:: REQUIRED ACTION ::
Look in the material below for the line with "Check that every instance of the cat ear" and the line with "Check that every instance of the gray", then set down exactly those two lines and all lines between, nothing more.

:: RECORDS SUPPLIED ::
---*---

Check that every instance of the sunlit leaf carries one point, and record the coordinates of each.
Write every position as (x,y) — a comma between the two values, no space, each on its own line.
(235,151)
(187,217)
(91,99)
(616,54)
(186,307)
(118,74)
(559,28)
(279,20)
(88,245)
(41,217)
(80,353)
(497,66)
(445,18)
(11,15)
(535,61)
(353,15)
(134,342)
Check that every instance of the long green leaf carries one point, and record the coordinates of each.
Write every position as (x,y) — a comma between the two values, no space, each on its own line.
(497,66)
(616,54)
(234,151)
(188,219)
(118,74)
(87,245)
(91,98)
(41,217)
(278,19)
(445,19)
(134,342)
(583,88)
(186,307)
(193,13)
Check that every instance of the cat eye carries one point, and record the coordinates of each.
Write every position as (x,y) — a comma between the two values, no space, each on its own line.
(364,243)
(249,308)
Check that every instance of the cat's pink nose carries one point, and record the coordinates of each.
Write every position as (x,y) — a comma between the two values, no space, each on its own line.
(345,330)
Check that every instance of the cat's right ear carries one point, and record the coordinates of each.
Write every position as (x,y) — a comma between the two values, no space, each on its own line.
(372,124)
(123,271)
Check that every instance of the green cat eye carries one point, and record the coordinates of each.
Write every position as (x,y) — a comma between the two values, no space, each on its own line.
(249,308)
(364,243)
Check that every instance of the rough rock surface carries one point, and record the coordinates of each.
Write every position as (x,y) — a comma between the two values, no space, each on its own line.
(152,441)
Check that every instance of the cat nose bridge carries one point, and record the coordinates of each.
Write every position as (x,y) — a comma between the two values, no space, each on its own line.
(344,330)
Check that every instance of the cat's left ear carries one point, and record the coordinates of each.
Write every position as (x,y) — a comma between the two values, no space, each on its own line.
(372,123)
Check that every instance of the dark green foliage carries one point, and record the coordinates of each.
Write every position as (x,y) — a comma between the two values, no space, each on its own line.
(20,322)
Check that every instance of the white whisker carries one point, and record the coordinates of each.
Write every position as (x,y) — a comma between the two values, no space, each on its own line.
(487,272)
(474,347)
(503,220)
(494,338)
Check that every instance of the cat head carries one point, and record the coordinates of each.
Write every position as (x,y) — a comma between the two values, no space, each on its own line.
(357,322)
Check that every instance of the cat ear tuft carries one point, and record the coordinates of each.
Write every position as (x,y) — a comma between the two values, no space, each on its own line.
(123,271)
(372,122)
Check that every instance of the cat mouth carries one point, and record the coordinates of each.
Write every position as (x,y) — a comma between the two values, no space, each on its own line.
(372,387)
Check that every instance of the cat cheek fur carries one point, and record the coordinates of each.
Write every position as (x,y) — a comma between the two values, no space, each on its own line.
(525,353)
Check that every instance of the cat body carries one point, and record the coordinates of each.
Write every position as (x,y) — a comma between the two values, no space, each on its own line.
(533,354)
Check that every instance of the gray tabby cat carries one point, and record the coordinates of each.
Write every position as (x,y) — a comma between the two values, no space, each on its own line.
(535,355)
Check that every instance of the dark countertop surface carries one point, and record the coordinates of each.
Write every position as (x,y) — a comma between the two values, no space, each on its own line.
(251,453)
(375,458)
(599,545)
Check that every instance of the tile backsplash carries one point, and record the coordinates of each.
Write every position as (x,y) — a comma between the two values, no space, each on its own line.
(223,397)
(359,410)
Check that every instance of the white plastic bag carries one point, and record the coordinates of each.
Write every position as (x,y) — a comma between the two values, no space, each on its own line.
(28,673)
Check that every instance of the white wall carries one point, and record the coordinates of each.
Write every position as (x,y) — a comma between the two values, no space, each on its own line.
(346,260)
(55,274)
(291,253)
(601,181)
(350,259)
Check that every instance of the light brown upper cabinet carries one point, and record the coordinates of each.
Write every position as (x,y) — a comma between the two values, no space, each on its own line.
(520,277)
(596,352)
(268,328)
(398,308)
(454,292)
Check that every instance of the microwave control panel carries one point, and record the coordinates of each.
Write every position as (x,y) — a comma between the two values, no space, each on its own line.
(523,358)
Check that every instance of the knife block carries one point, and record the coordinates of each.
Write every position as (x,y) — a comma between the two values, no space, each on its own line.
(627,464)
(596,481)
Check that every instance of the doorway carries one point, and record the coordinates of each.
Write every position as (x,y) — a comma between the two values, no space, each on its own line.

---*---

:: RESULT OF THE EXERCISE ::
Check that every instance of the cat ear tuft carries one point, and record the coordinates of each.
Write every position as (x,y) — a comma between the two values, no space, each on its own line.
(123,271)
(372,122)
Check that every instance of the cat mouth carries one point, and record the coordinates of each.
Write every position as (x,y) — a comma between the two values, no space, each on its own line.
(372,387)
Check that every instance of the cat cheek fur carries one point, and record the coordinates of each.
Write every position as (x,y) — a comma between the two values, no space, each on its own line.
(525,353)
Check that every instance of the cat body carries one point, and record the coordinates of each.
Write every position as (x,y) — a comma between the two values, no space, each on its own line.
(533,354)
Check that every instance of the gray tabby cat carries one point, and record the coordinates of each.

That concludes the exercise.